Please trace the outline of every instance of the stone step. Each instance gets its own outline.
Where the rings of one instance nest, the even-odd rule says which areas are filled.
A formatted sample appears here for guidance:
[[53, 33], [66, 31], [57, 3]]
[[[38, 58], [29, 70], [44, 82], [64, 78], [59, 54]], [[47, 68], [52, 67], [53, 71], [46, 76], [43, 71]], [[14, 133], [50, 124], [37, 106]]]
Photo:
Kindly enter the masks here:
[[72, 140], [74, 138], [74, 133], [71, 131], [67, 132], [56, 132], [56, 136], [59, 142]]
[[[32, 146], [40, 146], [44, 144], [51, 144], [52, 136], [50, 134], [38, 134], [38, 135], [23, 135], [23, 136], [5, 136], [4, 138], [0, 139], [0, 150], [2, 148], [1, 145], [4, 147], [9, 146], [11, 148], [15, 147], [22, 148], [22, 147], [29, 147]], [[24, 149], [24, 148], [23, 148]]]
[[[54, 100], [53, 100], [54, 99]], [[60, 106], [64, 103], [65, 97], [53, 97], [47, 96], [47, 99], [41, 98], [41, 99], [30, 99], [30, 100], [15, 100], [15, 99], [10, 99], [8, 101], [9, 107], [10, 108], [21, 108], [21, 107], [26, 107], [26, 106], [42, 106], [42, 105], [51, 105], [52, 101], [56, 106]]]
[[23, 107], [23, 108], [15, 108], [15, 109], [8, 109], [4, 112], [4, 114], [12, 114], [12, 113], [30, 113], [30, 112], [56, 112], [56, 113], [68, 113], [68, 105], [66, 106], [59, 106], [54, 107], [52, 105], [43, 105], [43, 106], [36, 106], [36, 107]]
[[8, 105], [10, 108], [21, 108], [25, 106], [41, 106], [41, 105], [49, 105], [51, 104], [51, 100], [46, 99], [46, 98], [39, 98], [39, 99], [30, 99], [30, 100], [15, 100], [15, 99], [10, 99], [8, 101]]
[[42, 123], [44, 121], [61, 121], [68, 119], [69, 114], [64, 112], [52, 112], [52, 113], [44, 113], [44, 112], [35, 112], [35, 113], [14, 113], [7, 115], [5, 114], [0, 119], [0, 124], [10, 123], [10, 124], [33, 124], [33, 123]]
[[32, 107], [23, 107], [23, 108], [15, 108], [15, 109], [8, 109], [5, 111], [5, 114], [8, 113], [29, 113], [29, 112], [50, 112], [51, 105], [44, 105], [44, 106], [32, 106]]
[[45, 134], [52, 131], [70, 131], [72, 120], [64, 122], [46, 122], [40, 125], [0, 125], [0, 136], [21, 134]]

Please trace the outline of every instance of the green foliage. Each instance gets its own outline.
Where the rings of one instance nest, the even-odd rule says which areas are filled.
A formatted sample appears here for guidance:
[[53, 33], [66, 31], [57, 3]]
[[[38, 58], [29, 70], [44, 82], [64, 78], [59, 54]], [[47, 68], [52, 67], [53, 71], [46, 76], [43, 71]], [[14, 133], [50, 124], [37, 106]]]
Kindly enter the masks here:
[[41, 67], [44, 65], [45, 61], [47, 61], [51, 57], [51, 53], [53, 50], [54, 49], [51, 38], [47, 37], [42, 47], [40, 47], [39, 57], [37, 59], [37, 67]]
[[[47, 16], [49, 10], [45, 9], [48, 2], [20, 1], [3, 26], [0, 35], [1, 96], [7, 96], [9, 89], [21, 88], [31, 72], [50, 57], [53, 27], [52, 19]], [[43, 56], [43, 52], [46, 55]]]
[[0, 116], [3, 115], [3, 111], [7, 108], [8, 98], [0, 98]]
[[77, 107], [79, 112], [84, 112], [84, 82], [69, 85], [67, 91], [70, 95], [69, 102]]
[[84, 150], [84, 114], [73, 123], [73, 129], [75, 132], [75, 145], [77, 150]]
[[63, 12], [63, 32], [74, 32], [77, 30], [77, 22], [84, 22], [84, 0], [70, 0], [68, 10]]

- - - - -

Exercise: Please copy the material word for word, starting at the line that contains "Please trace the outline of every instance of the green" and stopping after the line that contains "52], [46, 55]]]".

Worked solution:
Please trace the outline of every instance of the green foliage. Each instance gets its own outline.
Where the rings of one instance nest, the even-odd rule says which areas are filled.
A formatted sample appears here for guidance:
[[53, 33], [66, 31], [57, 3]]
[[[38, 58], [29, 70], [44, 82], [64, 78], [59, 54]], [[47, 68], [52, 67], [53, 71], [46, 76], [43, 71]], [[14, 133], [50, 124], [37, 106]]]
Kindly enter the masks here:
[[41, 67], [44, 65], [45, 61], [47, 61], [51, 57], [51, 53], [53, 50], [54, 49], [51, 38], [47, 37], [42, 47], [40, 47], [39, 57], [37, 59], [37, 67]]
[[[47, 16], [49, 10], [45, 9], [48, 2], [20, 1], [3, 26], [0, 35], [1, 96], [7, 96], [9, 89], [21, 88], [31, 72], [50, 57], [53, 27], [52, 19]], [[43, 56], [43, 52], [46, 55]]]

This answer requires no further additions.